Goss said she called him on October 17 and asked that he come to her La Habra house. There she asked Goss if something were to happen to her, if he would take care of her personal effects. Goss says she also said she wanted him to have the Coupe and three other cars she owned. When he heard that she died, he contacted her mother, Dorothy. He also paid the back rent for the storage garage where the Coupe was parked. However, the manager of the rental storage place would not let Goss move the car without proper legal authority. By the way, Donna died without a will.
In the meantime a rare car dealer from Montecito, Martin Eyears, contacted Donna’s boss at Sears, trying to get in touch with her. He had tried to buy the car from her earlier and wanted to make another offer. He was told that she had died. Donna’s boss agreed to pass Eyear’s interest in the car to her mother. Dorothy Brand called Eyears on December 16 and agreed to sell him the Coupe for $3,000,000 and reassured him that she and Donna’s father were sole heirs to Donna’s estate.

GIVEN PROBLEM ▸ Rewrite the passage about the disputed car, taking everything from "Goss said she" down to "without a will.", and rename "Coupe" to "roadster" throughout. The items that follow come from a separate source.

[Dataset records]
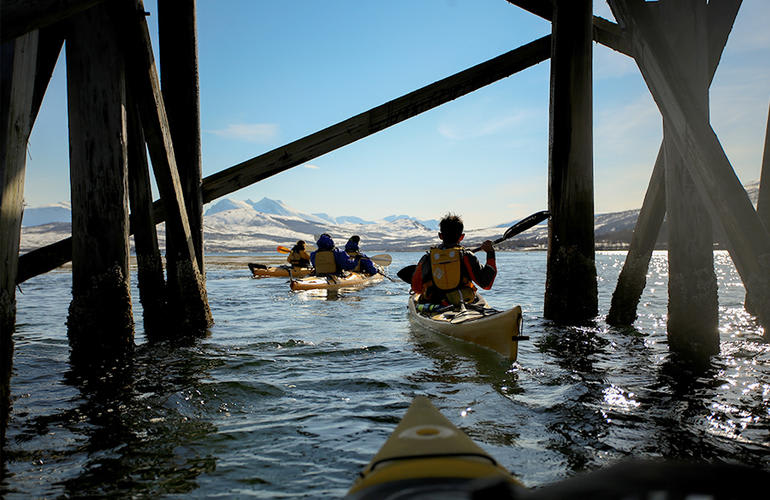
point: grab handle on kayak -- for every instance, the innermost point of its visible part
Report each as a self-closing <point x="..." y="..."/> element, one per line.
<point x="427" y="456"/>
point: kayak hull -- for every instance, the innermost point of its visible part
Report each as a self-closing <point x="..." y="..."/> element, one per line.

EXPECTED ANSWER ▸
Goss said she called him on October 17 and asked that he come to her La Habra house. There she asked Goss if something were to happen to her, if he would take care of her personal effects. Goss says she also said she wanted him to have the roadster and three other cars she owned. When he heard that she died, he contacted her mother, Dorothy. He also paid the back rent for the storage garage where the roadster was parked. However, the manager of the rental storage place would not let Goss move the car without proper legal authority. By the way, Donna died without a will.